▸ **Task to complete**
Reproduce every one of the lines below word for word, omitting the pictures.
═════ Given entries
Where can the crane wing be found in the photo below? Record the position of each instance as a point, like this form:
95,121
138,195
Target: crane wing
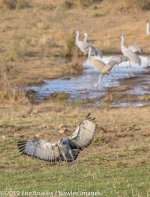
133,57
42,149
84,133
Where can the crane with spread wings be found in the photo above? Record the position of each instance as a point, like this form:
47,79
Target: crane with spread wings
66,149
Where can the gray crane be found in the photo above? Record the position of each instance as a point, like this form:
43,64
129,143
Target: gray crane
133,57
148,27
94,50
83,46
135,48
100,66
66,149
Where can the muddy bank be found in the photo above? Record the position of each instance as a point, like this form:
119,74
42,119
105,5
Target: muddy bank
123,86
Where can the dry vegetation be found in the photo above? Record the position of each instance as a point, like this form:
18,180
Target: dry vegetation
36,43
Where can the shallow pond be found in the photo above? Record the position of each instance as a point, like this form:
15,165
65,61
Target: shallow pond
82,86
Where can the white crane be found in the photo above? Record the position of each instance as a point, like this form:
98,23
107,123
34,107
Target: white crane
66,149
94,51
133,57
100,66
148,27
135,48
83,46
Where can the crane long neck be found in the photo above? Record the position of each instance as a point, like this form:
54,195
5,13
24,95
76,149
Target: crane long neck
122,42
85,37
77,37
147,28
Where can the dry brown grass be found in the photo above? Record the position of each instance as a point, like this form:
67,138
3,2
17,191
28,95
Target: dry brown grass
14,4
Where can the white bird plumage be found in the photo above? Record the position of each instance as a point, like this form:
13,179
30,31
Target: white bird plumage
94,50
133,57
100,66
135,48
83,46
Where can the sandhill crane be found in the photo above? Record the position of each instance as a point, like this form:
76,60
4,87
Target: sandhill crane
133,58
66,149
135,48
94,51
100,66
148,27
83,46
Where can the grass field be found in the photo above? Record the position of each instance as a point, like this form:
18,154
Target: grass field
36,43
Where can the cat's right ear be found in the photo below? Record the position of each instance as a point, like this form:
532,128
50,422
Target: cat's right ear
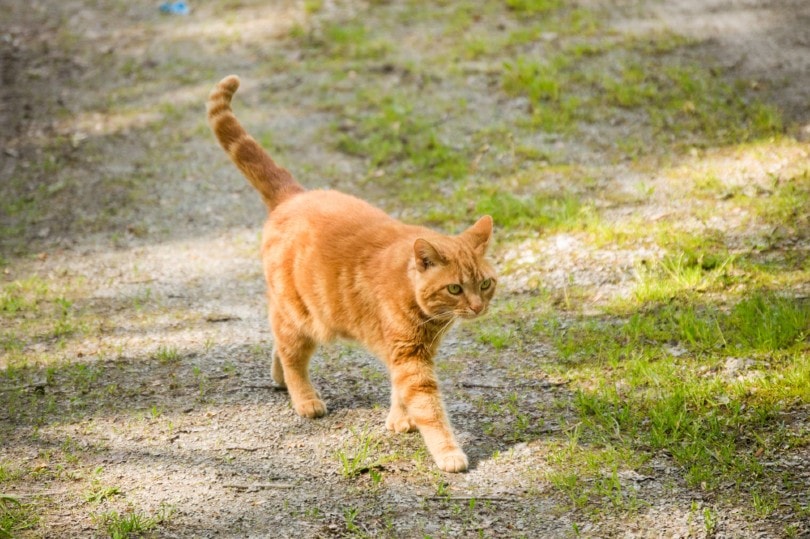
426,255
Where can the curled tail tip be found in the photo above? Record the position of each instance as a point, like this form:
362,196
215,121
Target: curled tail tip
229,84
225,88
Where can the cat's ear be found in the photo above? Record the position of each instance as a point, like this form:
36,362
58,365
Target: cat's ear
479,234
426,255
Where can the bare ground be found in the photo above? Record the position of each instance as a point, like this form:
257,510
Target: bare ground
163,254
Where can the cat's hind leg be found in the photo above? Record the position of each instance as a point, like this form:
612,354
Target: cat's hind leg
291,357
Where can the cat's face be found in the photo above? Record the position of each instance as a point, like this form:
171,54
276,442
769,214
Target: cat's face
453,279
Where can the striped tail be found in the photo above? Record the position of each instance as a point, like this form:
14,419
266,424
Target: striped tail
274,183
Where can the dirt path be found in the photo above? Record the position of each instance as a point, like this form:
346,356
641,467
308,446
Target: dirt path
160,387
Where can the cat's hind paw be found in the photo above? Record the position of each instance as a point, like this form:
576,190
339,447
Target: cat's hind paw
453,462
311,408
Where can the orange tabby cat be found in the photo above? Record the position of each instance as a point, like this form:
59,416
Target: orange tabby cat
337,267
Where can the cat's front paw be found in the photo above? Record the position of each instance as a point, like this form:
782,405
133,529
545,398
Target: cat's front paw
453,462
311,408
398,422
══════════
▸ **Written solution**
Where can the crane wing be found in the photo below? Record the position of each instance as a point, like this form:
95,121
138,195
Target: crane wing
133,57
42,149
84,133
Where can the crane with spread wings be found in the photo above? Record the position of each instance as a point, like this form:
47,79
Target: crane with spread wings
66,149
Where can the gray crane be found in the photo above? Record the position of each instance as a point, like this form:
43,64
129,143
Target: gray crane
133,57
148,27
94,50
83,46
135,48
100,66
66,149
Where can the muddy bank be found in the photo above? Record the position of each instance as a point, like this form:
119,74
42,119
105,5
Target: muddy bank
123,86
Where can the dry vegetation be found in the photo above? Record the position of each instance as a point, like this form:
18,180
Target: dry vegetation
36,43
Where can the shallow pond be found in the photo above? Record the position of each instance as a point, like this form:
15,165
65,61
Target: shallow pond
82,86
Where can the white crane be found in the photo above? Record the position of each instance as a point, like this form:
98,23
107,123
34,107
Target: white crane
66,149
94,51
133,57
100,66
148,27
135,48
83,46
Where can the crane long neck be found in the photo above? Record the position of each instance as a point, like this form:
54,195
5,13
24,95
76,149
Target: crane long neck
122,42
85,37
77,37
147,28
Where can the dry brown grass be found in the photo above? Record the position of each instance as a point, like this form:
67,138
3,2
17,191
28,95
Target: dry brown grass
14,4
Where can the white bird plumage be found in the photo above? Record the position of each instance as a point, like this form:
13,179
30,31
Target: white bird plumage
94,50
133,57
100,66
135,48
83,46
Where can the sandhill crane be found in the photo above? Record the position of each instance as a point, like this form:
76,60
4,87
Target: sandhill crane
133,58
66,149
135,48
94,51
100,66
148,27
83,46
Where can the grass field be found in the photo above? Record the position of each instance as a point, like this form:
18,154
Target: grass field
36,43
Where can the cat's right ear be found in the photo below? Record the position of each instance as a point, like this form:
532,128
50,422
Target: cat's right ear
426,255
Where can the curled tail tip be found in the photo above? Record the position of each instance as a point, like this form:
362,196
215,121
Target: curled tail tip
229,84
225,88
Where can the cat's ear be found in the photo above? Record the position of each instance as a point, like this form:
36,362
58,365
Target: cat's ear
479,234
426,255
Where can the bare ground be found in the photo above? Record the position of each instance as a point, like this form:
257,510
Target: bare ground
163,254
Where can the cat's hind leg be found in the photo above? Record the position of each instance as a point, like this form:
612,354
Target: cat's hind leg
291,357
Where can the cat's face be found in the photo above? Record the position of each instance as a point, like this form:
171,54
276,442
769,214
Target: cat's face
453,279
Where can the striped tail be found in the photo above? Record the position of each instance as a point, like this form:
14,419
266,424
Target: striped tail
274,183
Where can the dirt path be found in the photo above? Record the position of each instance as a point, like this form:
346,356
641,467
308,446
Target: dirt path
160,387
Where can the cat's hind paw be found in the photo above? Record the position of each instance as a point, like this form:
576,190
339,447
Target: cat's hind paw
453,462
311,408
Where can the orange tabby cat be found in the photo above? Record the position of each instance as a point, like this form:
59,416
Target: orange tabby cat
337,267
Where can the cat's front paw be found in the photo above? Record the position of each instance as a point, like this form:
782,405
133,529
545,398
Target: cat's front paw
453,462
311,408
398,422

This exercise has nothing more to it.